**Work instructions:**
Reproduce everything in the note on Arthur Charlett from "Biographical Note" down to "published little himself.".

**Page excerpt:**
** START **

Arthur CHARLETT 1655-1722

Biographical Note

Born at Shipton, Gloucestershire, son of Arthur Charlett, rector of Collingbourne Ducis, Wiltshire. BA Trinity College, Oxford 1673, MA 1676, fellow 1680, BD 1684, DD 1692, the year in which he became master of University College, Oxford. He became much involved in university affairs, and politics, and had a reputation as a gossip and a place-seeker; he was also, however, supportive of many contemporary scholars such as Humphrey Wanley and George Hickes. He became vicar of Hambleden, Buckinghamshire in 1707 and was a royal chaplain 1697-1717. He was an active delegate of the University Press, but published little himself.

Books

Charlett assembled an extensive library and he is noted as the commissioner of the first bookpile bookplate to have been made in Britain; it was designed by Samuel Pepys, who was approached with the request by Charlett in 1698. He died intestate and his library was sold to an Oxford bookseller for 500 guineas, before being auctioned in London, beginning 24 August 1723. No catalogue survives, but the sale was advertised in the Evening Post as "a collection of very valuable books in most languages and faculties, consisting of near 4000 volumes". His collection of coins and medals was sold separately, and his papers went to his nephew Thomas Rawlins (these were later given to the Bodleian Library).

** END **

**Raw records:**
** START **

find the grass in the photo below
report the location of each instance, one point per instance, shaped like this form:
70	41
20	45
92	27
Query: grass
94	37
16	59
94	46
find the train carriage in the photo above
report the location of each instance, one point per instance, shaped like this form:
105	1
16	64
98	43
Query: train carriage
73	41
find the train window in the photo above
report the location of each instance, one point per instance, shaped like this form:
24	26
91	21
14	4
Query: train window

** END **
** START **

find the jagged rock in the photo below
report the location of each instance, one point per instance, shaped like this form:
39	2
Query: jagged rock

** END **
** START **

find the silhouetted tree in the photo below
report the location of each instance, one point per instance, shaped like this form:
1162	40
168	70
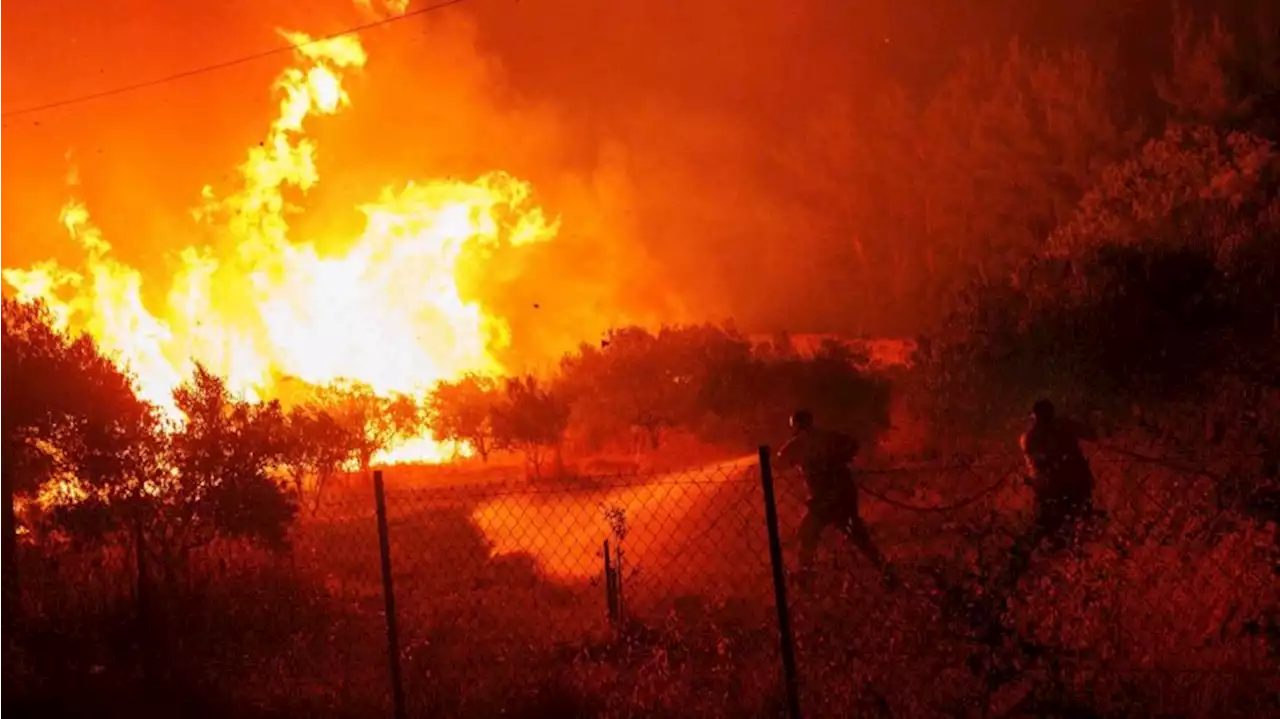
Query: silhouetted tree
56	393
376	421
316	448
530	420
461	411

** END **

**Worked answer:**
Biographical Note

Born at Shipton, Gloucestershire, son of Arthur Charlett, rector of Collingbourne Ducis, Wiltshire. BA Trinity College, Oxford 1673, MA 1676, fellow 1680, BD 1684, DD 1692, the year in which he became master of University College, Oxford. He became much involved in university affairs, and politics, and had a reputation as a gossip and a place-seeker; he was also, however, supportive of many contemporary scholars such as Humphrey Wanley and George Hickes. He became vicar of Hambleden, Buckinghamshire in 1707 and was a royal chaplain 1697-1717. He was an active delegate of the University Press, but published little himself.